EXERCISE BRIEF. Pick out and copy every line below that has the word "Definition".

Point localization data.
☆ ☆ ☆ ☆

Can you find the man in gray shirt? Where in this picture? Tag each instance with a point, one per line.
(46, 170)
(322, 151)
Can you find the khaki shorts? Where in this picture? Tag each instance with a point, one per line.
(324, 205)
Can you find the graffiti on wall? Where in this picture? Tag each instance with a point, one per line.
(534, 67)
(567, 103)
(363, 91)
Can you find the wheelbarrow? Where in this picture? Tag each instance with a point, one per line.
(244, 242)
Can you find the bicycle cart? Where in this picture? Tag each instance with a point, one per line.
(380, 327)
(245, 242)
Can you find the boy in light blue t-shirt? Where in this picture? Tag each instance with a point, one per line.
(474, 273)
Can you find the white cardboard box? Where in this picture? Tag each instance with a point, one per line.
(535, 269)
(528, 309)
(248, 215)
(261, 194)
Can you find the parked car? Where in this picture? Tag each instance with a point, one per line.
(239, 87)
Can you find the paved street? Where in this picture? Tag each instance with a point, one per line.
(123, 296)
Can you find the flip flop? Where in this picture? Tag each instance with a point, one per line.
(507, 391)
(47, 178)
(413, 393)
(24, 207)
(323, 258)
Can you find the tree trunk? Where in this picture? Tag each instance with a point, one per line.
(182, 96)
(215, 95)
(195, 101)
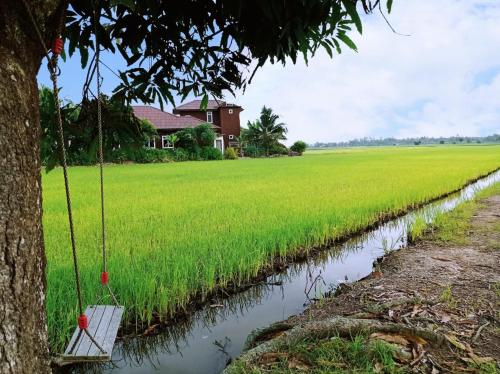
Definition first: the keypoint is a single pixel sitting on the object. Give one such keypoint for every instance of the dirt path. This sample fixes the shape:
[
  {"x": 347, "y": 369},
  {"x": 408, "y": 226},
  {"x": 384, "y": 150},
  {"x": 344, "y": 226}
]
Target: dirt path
[{"x": 450, "y": 287}]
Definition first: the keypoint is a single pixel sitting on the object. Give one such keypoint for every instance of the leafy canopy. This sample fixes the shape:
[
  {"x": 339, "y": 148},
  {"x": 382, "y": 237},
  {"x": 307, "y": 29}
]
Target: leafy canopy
[
  {"x": 121, "y": 129},
  {"x": 206, "y": 46}
]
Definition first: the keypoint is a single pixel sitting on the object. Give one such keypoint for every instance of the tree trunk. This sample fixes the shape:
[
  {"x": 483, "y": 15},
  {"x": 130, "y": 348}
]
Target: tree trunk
[{"x": 23, "y": 325}]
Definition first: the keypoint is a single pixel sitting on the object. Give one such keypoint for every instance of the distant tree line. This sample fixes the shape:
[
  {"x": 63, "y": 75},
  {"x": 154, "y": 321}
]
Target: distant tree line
[
  {"x": 263, "y": 137},
  {"x": 363, "y": 142}
]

☆ ☆ ☆ ☆

RESPONSE BOX.
Definition first: the keypoint is a single pixel sitting on the object. Give one such keypoint for every instance of the dirt path. This sample fixes the shape:
Definition first: the keypoint is a single pixel sitting on the object. Give one such keypoint for every instance of the leafy canopy. This sample fixes the shape:
Definition first: the keypoint is a single pixel sitting on the object. Give one such keypoint for every instance of the tree trunk. This sample fixes the shape:
Definition first: the keypoint is a single pixel sitting on the object. Give one such keypoint for every instance of the distant tree line. This sample fixes the shape:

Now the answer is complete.